## Questions
a - From the news report on Oregon's COVID-19 vaccine shipment, reproduce the passage from "Oregon's two U.S." up to and including "administration's vaccination program.".
b - Pick up the news report on Oregon's reduced COVID-19 vaccine shipment at the point where it ends, and write the next part.

## Extracted text
↓↓↓
Oregon's two U.S. senators say the Army general in charge of COVID-19 vaccine distribution assured them Sunday that Oregon would receive its expected doses, after the federal government reduced one of its first shipments.
On Wednesday, Oregon state officials learned that the second federal shipment of Pfizer COVID-19 vaccines would be 15,600 doses short of the anticipated figure, a 40% reduction. That made Oregon one of at least 14 states to see its allotment reduced by Operation Warp Speed, the Trump administration's vaccination program.
Sens. Ron Wyden and Jeff Merkley (D-Ore.) then asked for a phone call with Lt. Gen. Gustave F. Perna, who commands Operation Warp Speed. The senators say he reassured them that the reduction was a one-time snag, not an ongoing cutback.
"Sen. Wyden had this call scheduled with federal Operation Warp Speed officials to ensure Oregon is getting our fair share of vaccine allocation after reports surfaced that our state was receiving fewer doses than originally promised," says Wyden's spokesman, Henry Stern. "He and Sen. Merkley received assurances from those federal officials on today's call that Oregon will receive its proportionate allotment based on population and that all future communications about shipments will be more transparent."
Stern says Wyden will trust but verify: "Sen. Wyden will watchdog this commitment and all others from Operation Warp Speed officials to make sure that Oregon is treated equitably in the ongoing distribution of vaccines."
↑↑↑
## Listed entries
↓↓↓
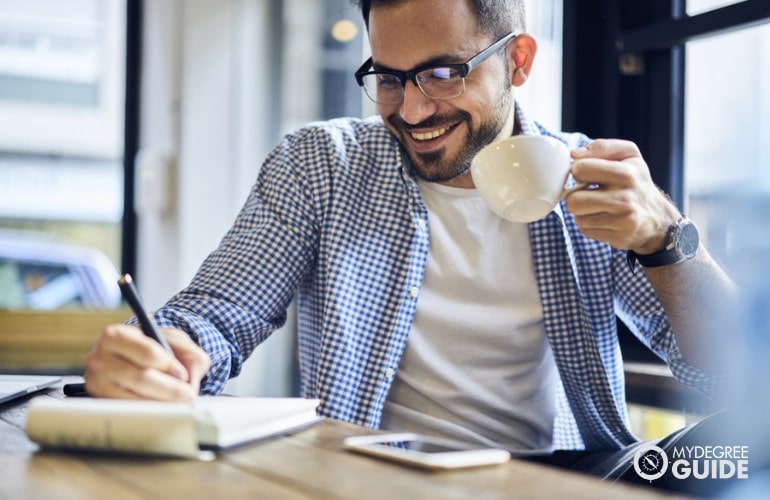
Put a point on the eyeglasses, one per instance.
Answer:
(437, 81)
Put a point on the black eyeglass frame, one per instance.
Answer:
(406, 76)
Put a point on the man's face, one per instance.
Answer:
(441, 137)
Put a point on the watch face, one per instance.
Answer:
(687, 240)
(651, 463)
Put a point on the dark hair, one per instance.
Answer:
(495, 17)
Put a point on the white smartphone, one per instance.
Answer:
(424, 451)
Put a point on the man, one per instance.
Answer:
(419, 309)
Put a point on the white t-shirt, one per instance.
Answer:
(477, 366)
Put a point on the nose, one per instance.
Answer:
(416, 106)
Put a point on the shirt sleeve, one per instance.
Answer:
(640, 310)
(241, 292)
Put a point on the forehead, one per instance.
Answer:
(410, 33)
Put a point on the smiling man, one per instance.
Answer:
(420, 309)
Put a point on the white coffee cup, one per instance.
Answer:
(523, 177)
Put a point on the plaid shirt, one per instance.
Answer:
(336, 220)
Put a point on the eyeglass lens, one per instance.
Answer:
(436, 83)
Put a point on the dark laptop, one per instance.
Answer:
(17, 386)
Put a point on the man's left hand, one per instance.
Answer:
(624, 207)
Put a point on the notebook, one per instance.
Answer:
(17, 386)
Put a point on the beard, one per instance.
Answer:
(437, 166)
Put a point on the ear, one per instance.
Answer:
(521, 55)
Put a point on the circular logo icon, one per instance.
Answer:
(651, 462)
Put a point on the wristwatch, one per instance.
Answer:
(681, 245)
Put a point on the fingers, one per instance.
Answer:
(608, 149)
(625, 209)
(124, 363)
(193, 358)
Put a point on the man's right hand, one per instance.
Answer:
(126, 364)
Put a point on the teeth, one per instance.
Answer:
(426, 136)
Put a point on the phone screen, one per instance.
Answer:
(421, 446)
↑↑↑
## Expected outputs
a -
Oregon's two U.S. senators say the Army general in charge of COVID-19 vaccine distribution assured them Sunday that Oregon would receive its expected doses, after the federal government reduced one of its first shipments.
On Wednesday, Oregon state officials learned that the second federal shipment of Pfizer COVID-19 vaccines would be 15,600 doses short of the anticipated figure, a 40% reduction. That made Oregon one of at least 14 states to see its allotment reduced by Operation Warp Speed, the Trump administration's vaccination program.

b -
The reduction in the Dec. 20 shipment alarmed Oregon officials, including Gov. Kate Brown, because it complicated scheduling shots for frontline health care workers, and left Oregon wondering whether vaccine doses were in fact being proportionately distributed according to state population.
Merkley's spokeswoman, Sara Hottman, says Perna "assured Sen. Merkley that Oregon would get its full 1.2% allocation share of the vaccine supply, with both Pfizer and Moderna vaccines in the mix."
Hottman tells WW that Perna said the reduction was applied across the country.
"He said that Operation Warp Speed miscalculated the number of manufactured vaccines versus 'releasable' vaccines," she says, "so all states took a cut to make sure that everyone who received a first dose of the vaccine got the second dose."
Oregonians eagerly await the arrival of vaccine doses. The state this week passed another bleak milestone: 100,000 cases since the pandemic began. That means more than 2 of every 100 state residents has contracted the virus.
The Oregon Health Authority has announced 181 deaths since Monday, Dec. 14. That makes this the deadliest week of the pandemic, by a significant margin, as the toll from an autumn surge continues to mount.